BEGIN
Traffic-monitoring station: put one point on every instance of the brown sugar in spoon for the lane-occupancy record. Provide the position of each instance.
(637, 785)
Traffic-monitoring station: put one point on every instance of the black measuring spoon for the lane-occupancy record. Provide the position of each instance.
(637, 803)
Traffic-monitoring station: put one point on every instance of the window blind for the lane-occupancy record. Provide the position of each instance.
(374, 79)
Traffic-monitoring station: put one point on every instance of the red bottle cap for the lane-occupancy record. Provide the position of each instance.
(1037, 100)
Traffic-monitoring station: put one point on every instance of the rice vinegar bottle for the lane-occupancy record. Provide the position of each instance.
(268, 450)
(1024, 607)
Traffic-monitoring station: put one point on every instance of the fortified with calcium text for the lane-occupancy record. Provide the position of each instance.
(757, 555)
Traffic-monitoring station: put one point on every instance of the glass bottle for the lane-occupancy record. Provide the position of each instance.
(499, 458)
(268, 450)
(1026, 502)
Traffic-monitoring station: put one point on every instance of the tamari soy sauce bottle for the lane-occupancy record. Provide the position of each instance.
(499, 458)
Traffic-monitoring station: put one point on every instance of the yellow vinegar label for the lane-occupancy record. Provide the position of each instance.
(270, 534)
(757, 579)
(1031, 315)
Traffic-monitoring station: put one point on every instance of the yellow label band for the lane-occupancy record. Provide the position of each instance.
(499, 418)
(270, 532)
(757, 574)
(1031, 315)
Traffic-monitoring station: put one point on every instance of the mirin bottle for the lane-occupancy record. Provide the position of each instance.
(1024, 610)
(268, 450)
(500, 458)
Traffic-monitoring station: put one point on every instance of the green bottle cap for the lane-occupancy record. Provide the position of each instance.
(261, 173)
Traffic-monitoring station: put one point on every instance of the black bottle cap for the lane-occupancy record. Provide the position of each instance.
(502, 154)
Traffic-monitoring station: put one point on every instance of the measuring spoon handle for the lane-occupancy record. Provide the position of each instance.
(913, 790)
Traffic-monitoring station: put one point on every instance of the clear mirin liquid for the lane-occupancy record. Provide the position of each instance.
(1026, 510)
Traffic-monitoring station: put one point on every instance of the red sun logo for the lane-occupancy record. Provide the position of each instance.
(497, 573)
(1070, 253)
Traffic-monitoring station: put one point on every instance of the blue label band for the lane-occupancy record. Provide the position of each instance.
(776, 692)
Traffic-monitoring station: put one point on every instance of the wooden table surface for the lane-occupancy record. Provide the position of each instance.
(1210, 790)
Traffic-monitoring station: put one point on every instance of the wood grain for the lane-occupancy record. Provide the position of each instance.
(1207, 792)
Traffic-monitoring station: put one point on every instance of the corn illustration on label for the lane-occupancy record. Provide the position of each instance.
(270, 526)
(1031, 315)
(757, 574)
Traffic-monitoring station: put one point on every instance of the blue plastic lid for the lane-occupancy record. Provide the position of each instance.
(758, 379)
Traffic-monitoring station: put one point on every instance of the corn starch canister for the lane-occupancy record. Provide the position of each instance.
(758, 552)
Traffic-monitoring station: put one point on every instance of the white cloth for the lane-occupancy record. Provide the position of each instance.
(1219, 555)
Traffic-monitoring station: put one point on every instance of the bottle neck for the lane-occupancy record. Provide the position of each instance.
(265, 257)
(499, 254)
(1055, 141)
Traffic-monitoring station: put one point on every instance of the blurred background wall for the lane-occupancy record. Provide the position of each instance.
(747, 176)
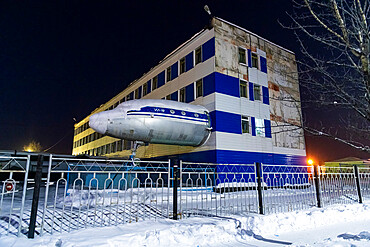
END
Your answer should set down the listing verbatim and leave out its images.

Traffic-monitoring station: put one point on every instance of the brown sugar in spoon for the lane-occupancy record. Provide the position of each instance.
(637, 785)
Traffic-monitoring station: put one point on every instance of the black measuring spoon for the lane-occupancy record. Provide the position of each instance.
(637, 803)
Traffic-monitoring station: put one point on every instance of the window blind for the lane-occupancy record. Provide the position of each instance.
(374, 79)
Traffic-monitoring station: put one point on every instance of the red bottle cap for the lane-occupancy record. Provide the position of each instance.
(1037, 100)
Traffic-monitoring station: put one point on every instance of the rice vinegar bottle for the lane-occupancy record. Provide the position of each instance.
(268, 450)
(1024, 607)
Traffic-monitoring station: put one point on every instance of the fortified with calcium text for the lane-occupancy record. Provide the position of each instance.
(757, 555)
Traffic-monitoring station: put one point on every instance of the glass bottle for the lane-occupancy record. Provide the position of each instance.
(499, 458)
(268, 450)
(1026, 502)
Traffic-monitoring station: put one point on every instance of the tamari soy sauce bottle for the lane-occupancy record. Provide the position of each instance.
(499, 458)
Traffic-monitoring station: put one point on every instance of the yellow vinegar label for the lane-occupancy record. Provide the position of each instance.
(270, 534)
(757, 579)
(1031, 315)
Traffic-monitoring station: put one point on every instance of the yellow label band for the lane-occupancy record. Provide the position of each instance.
(499, 418)
(270, 532)
(757, 574)
(1031, 315)
Traffic-monitoring station: put one point on every instance of the mirin bottle for the lane-occupancy record. Provide the position of each instance.
(1024, 610)
(268, 450)
(500, 458)
Traffic-monitoring station: put one point on every instance of the green bottle cap for the lane-occupancy record. Provide the position of each instance.
(261, 173)
Traffic-monitoring station: put one point on every instance of the black bottle cap for the lane-occupancy record. Provide the position of each instance.
(502, 154)
Traffic-monitoring station: put one point on every instance of the measuring spoon handle for the lane-occupancy record. Provide the position of each instance.
(913, 790)
Traffic-monitoring station: put one point on every instance of the clear mirin liquid for the lane-occupancy record. Provide the position of each instance.
(1026, 510)
Traffic-monitoring station: put one point on every instance of the red sun logo for the lane-occupancy record. Provide the position of each instance.
(497, 573)
(1070, 253)
Traffic-monitoring station: put one point on every instance of the blue label band for the lane-occupancy record. Provide the position of each instance.
(776, 692)
Traffic-monitoring station: put one point on every instance of the wooden table surface for the lane-occupancy record. Provide the position of each instance.
(1210, 790)
Traffic-monitoring station: put one point on every instance of the wood grain for the lane-occupancy record. Provide the position of each instance.
(1207, 792)
Traffic-monitoring station: put one point on every instance of the corn illustration on label for the lane-occupancy record. Provide the position of each instance.
(270, 526)
(1031, 315)
(757, 574)
Traffic-monitoring station: put one point on every instance of the blue plastic lid for the lane-occupancy record. Provide the position of each instance.
(758, 379)
Traffic-monitoring station: put one point on every instance of the corn starch canister for the lane-occupancy record. Provide the position of each instance.
(758, 552)
Traffic-monitoring station: put one point on every instance of the white cloth for the lane-occupancy record. Provide the position of each instance.
(1219, 555)
Traffic-monitoring station: put one point on every instance of the bottle neck for the lane-occupancy record. Provide the position of each instance.
(265, 257)
(499, 254)
(1055, 141)
Traffic-monitoring station: put one point on every instance of the blurred background wall for the lane-occupancy record. Provide the position of each instance.
(747, 176)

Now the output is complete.